Ты помнишь квартиру, по-нашему – флэт,
где женщиной стала герла?
Так вот, моя радость, теперь ее нет,
она умерла, умерла.

Она отошла к утюгам-челнокам,
как, в силу известных причин,
фамильные метры отходят к рукам
ворвавшихся в крепость мужчин.

Ты помнишь квартиру: прожектор луны,
и мы, как в Босфоре, плывем,
и мы уплываем из нашей страны
навек, по-собачьи, вдвоем?

Еще мы увидим всех турок земли…
Ты помнишь ли ту простоту,
с какой потеряли и вновь навели
к приезду родных чистоту?

Когда-то мы были хозяева тут,
но все нам казалось не то:
и май не любили за то, что он труд,
и мир уж не помню за что.
 
   А поскольку личную трагедию, даже если это трагедия естественного старения, сейчас миллионы соотечественников списывают на историю, Денис Новиков спиной чувствовал народную поддержку, что и позволило ему отважиться на написание такого шедевра, как стихотворение под названием “Россия” – ни больше ни меньше. И не зря ему предпослан эпиграф из Александра Блока: тот по-родственному звал родину “женой”, Новиков – “мамой”:
 
Ты белые руки сложила крестом,
лицо до бровей под зеленым хрустом,
ни плата тебе, ни косынки —
бейсбольная кепка в посылке.
Износится кепка – пришлют паранджу,
за так, по-соседски. И что я скажу,
как сын, устыдившийся срама:
“Ну, вот и приехали, мама”.
Мы ехали шагом, мы мчались в боях,
мы ровно полмира держали в зубах,
мы, выше чернил и бумаги,
писали свое на рейхстаге.
Свое – это грех, нищета, кабала.
Но чем ты была и зачем ты была,
яснее, часть мира шестая,
вот эти скрижали листая.
 
   В стихах Новикова наглядна дорациональная природа поэзии – его Муза вообще не грешит умом. Будучи развернутыми в строчку, эти строфы для просвещенного сознания мгновенно превращаются в набор банальностей с душком. Но применительно к подобным стихам Дениса Новикова уместно переиначить слова Пушкина: плохая история, но зато какая смелая поэзия!

ЗАДАНИЯ:
**A)** Перепишите из текста о стихах Дениса Новикова фрагмент, начинающийся словами «Износится кепка –» и продолжающийся вплоть до слов «какая смелая поэзия!».
**B)** Превратите все строки записей в нумерованный список, пропустив пустые строки.

(Записи с разметкой областей)
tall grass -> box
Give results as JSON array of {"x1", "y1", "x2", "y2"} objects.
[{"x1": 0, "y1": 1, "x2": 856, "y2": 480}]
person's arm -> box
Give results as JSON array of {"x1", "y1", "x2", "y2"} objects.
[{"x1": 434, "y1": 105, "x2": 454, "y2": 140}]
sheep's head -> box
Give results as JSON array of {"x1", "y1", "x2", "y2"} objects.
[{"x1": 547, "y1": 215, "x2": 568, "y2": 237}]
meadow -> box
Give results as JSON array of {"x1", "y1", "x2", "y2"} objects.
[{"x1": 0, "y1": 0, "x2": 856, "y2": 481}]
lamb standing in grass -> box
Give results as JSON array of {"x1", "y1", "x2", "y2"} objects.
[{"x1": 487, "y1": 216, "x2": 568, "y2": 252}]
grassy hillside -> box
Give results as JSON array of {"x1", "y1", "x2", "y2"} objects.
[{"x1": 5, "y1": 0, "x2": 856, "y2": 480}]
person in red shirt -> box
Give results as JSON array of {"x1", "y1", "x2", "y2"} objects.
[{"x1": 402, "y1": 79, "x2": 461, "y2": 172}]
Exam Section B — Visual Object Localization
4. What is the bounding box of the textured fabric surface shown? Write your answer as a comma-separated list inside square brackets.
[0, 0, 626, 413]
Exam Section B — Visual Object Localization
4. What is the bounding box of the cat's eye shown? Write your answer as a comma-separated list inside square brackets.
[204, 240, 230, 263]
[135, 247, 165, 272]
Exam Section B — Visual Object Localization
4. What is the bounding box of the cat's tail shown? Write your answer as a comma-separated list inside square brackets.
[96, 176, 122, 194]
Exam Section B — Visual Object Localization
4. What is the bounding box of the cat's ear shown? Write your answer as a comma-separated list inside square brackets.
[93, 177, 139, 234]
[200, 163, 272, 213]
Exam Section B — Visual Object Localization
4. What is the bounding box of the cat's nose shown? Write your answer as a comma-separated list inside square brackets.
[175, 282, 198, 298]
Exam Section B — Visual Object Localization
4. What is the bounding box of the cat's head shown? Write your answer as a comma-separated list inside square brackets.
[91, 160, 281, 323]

РЕШЕНИЯ ЗАДАЧ:
**A)**
Износится кепка – пришлют паранджу,
за так, по-соседски. И что я скажу,
как сын, устыдившийся срама:
“Ну, вот и приехали, мама”.
Мы ехали шагом, мы мчались в боях,
мы ровно полмира держали в зубах,
мы, выше чернил и бумаги,
писали свое на рейхстаге.
Свое – это грех, нищета, кабала.
Но чем ты была и зачем ты была,
яснее, часть мира шестая,
вот эти скрижали листая.
 
   В стихах Новикова наглядна дорациональная природа поэзии – его Муза вообще не грешит умом. Будучи развернутыми в строчку, эти строфы для просвещенного сознания мгновенно превращаются в набор банальностей с душком. Но применительно к подобным стихам Дениса Новикова уместно переиначить слова Пушкина: плохая история, но зато какая смелая поэзия!

**B)**
1. tall grass -> box
2. Give results as JSON array of {"x1", "y1", "x2", "y2"} objects.
3. [{"x1": 0, "y1": 1, "x2": 856, "y2": 480}]
4. person's arm -> box
5. Give results as JSON array of {"x1", "y1", "x2", "y2"} objects.
6. [{"x1": 434, "y1": 105, "x2": 454, "y2": 140}]
7. sheep's head -> box
8. Give results as JSON array of {"x1", "y1", "x2", "y2"} objects.
9. [{"x1": 547, "y1": 215, "x2": 568, "y2": 237}]
10. meadow -> box
11. Give results as JSON array of {"x1", "y1", "x2", "y2"} objects.
12. [{"x1": 0, "y1": 0, "x2": 856, "y2": 481}]
13. lamb standing in grass -> box
14. Give results as JSON array of {"x1", "y1", "x2", "y2"} objects.
15. [{"x1": 487, "y1": 216, "x2": 568, "y2": 252}]
16. grassy hillside -> box
17. Give results as JSON array of {"x1", "y1", "x2", "y2"} objects.
18. [{"x1": 5, "y1": 0, "x2": 856, "y2": 480}]
19. person in red shirt -> box
20. Give results as JSON array of {"x1", "y1", "x2", "y2"} objects.
21. [{"x1": 402, "y1": 79, "x2": 461, "y2": 172}]
22. Exam Section B — Visual Object Localization
23. 4. What is the bounding box of the textured fabric surface shown? Write your answer as a comma-separated list inside square brackets.
24. [0, 0, 626, 413]
25. Exam Section B — Visual Object Localization
26. 4. What is the bounding box of the cat's eye shown? Write your answer as a comma-separated list inside square brackets.
27. [204, 240, 230, 263]
28. [135, 247, 165, 272]
29. Exam Section B — Visual Object Localization
30. 4. What is the bounding box of the cat's tail shown? Write your answer as a comma-separated list inside square brackets.
31. [96, 176, 122, 194]
32. Exam Section B — Visual Object Localization
33. 4. What is the bounding box of the cat's ear shown? Write your answer as a comma-separated list inside square brackets.
34. [93, 177, 139, 234]
35. [200, 163, 272, 213]
36. Exam Section B — Visual Object Localization
37. 4. What is the bounding box of the cat's nose shown? Write your answer as a comma-separated list inside square brackets.
38. [175, 282, 198, 298]
39. Exam Section B — Visual Object Localization
40. 4. What is the bounding box of the cat's head shown? Write your answer as a comma-separated list inside square brackets.
41. [91, 160, 281, 323]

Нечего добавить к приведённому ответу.